PROBLEM DETAILS = Repeat the lines below word for word, omitting the pictures.

(Box-labeled dataset extracts)

━━━━

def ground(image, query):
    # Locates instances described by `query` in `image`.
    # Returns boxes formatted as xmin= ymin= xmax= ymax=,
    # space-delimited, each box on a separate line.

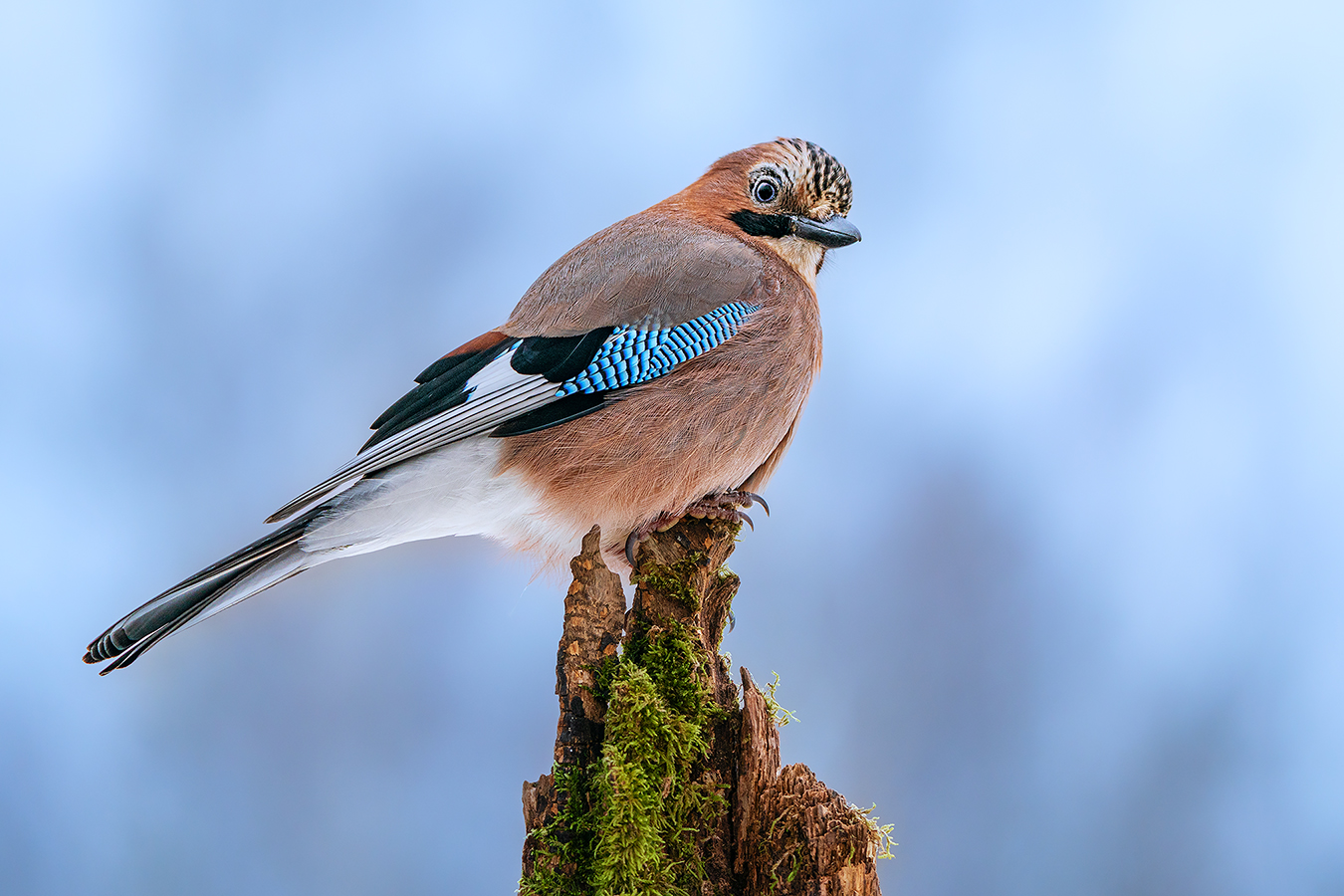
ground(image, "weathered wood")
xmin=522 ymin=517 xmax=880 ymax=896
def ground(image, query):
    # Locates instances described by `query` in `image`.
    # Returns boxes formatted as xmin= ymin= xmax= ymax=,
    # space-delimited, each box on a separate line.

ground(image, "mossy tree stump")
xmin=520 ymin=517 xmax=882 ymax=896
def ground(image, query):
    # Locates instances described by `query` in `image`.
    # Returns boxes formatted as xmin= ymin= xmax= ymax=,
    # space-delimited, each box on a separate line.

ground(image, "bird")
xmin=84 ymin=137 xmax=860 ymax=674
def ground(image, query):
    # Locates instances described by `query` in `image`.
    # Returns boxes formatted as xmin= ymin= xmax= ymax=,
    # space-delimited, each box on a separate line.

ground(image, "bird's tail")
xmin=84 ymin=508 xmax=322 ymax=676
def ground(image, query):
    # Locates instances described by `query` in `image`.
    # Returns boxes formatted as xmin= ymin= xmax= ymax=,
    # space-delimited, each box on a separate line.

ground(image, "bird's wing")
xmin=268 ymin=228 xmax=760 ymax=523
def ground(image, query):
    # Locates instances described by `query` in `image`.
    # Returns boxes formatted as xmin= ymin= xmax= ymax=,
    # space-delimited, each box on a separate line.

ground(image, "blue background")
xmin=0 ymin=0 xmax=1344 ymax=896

━━━━

EXERCISE OUTPUT =
def ground(image, query):
    # Locates instances described by `query` in `image`.
    # Returns boxes formatted as xmin= ymin= xmax= ymax=,
    # space-delimited, each box on a separate line.

ground(image, "weathered wood")
xmin=522 ymin=517 xmax=880 ymax=896
def ground(image, query):
    # Locates instances described by `query` in `image`.
    # Returns boxes formatted as xmin= ymin= xmax= ymax=,
    # space-delimited, each box on a separate line.

ground(image, "mossy tree stump")
xmin=520 ymin=517 xmax=882 ymax=896
def ground(image, query):
    # Locates instances described by `query` in `image`.
    # Returns boxes formatted as xmin= ymin= xmax= ymax=,
    # space-delimited, each box on a separate line.

ground(image, "bird")
xmin=84 ymin=137 xmax=860 ymax=674
def ground(image, query):
    # Locates instances described by `query` in `image`.
    # Returns boxes formatted as xmin= ymin= xmax= ymax=,
    # space-delimited, each box on a separate line.

ground(image, "bird's tail")
xmin=84 ymin=508 xmax=322 ymax=676
def ground(image, query):
    # Locates instances described by `query` in `image`.
    # Returns boxes formatted as xmin= ymin= xmax= ymax=,
    # space-delimited, each box on a separate line.

ground(image, "bird's wing")
xmin=268 ymin=228 xmax=760 ymax=523
def ground(image, query):
    # Locates instances described by `query` in `image`.
    # Returns boxes formatted as xmin= ymin= xmax= ymax=,
    # space-delimited, each box on a separate line.

ground(image, "blue background")
xmin=0 ymin=0 xmax=1344 ymax=896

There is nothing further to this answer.